ACTION ITEM:
According to the anthrax text, what share of untreated skin anthrax cases end in death?

TEXT SEGMENT:
*** Block opens ***
Anthrax is an acute infectious disease caused by the spore-forming bacterium Bacillus anthracis, explained Mira Kozhuharova, national epidemology consultant. Anthrax most commonly occurs in wild and domestic animals but it can also occur in humans when they are exposed to infection. Anthrax infection can occur in three forms: cutaneous (skin), inhalation, and gastrointestinal. Humans can become infected with anthrax by handling products from infected animals or by inhaling anthrax spores. Symptoms of disease vary depending on how the disease was contracted, but symptoms usually occur within seven days.
Skin infection begins as a raised itchy bump that resembles an insect bite but within one-two days develops into a vesicle and then a painless ulcer. Lymph glands in the adjacent area may swell. About 20 per cent of untreated cases of skin anthrax will result in death.
Initial symptoms of the inhalation form may resemble a common cold. After several days, the symptoms may progress to severe breathing problems and shock. Inhalation anthrax is usually fatal.
The intestinal disease form of anthrax is characterized by an acute inflammation of the intestinal tract. Initial signs of nausea, loss of appetite, vomiting and fever, are followed by abdominal pain, vomiting of blood, and severe diarrhea. Intestinal anthrax results in death in 25 per cent to 60 per cent of cases.
According to medical specialists, direct person-to-person spread of anthrax is extremely unlikely to occur. Transmission is not considered a concern in treating or visiting patients with inhalation anthrax.
*** Block closes ***
DATA SEGMENT:
*** Block opens ***
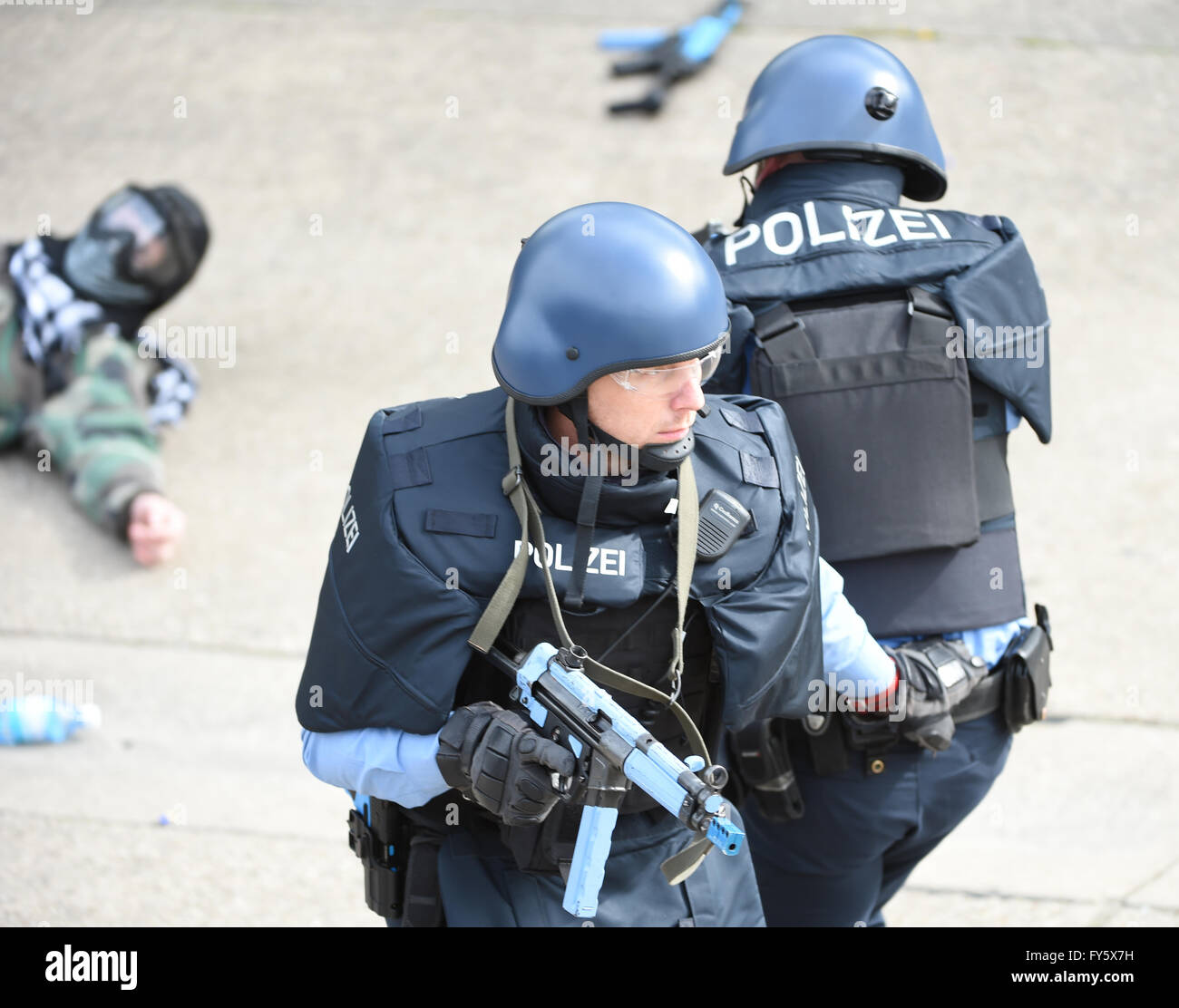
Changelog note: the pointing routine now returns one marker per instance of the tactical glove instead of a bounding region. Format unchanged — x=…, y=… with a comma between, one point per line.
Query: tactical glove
x=935, y=675
x=494, y=758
*** Block closes ***
REPLY TO THE TASK:
About 20 percent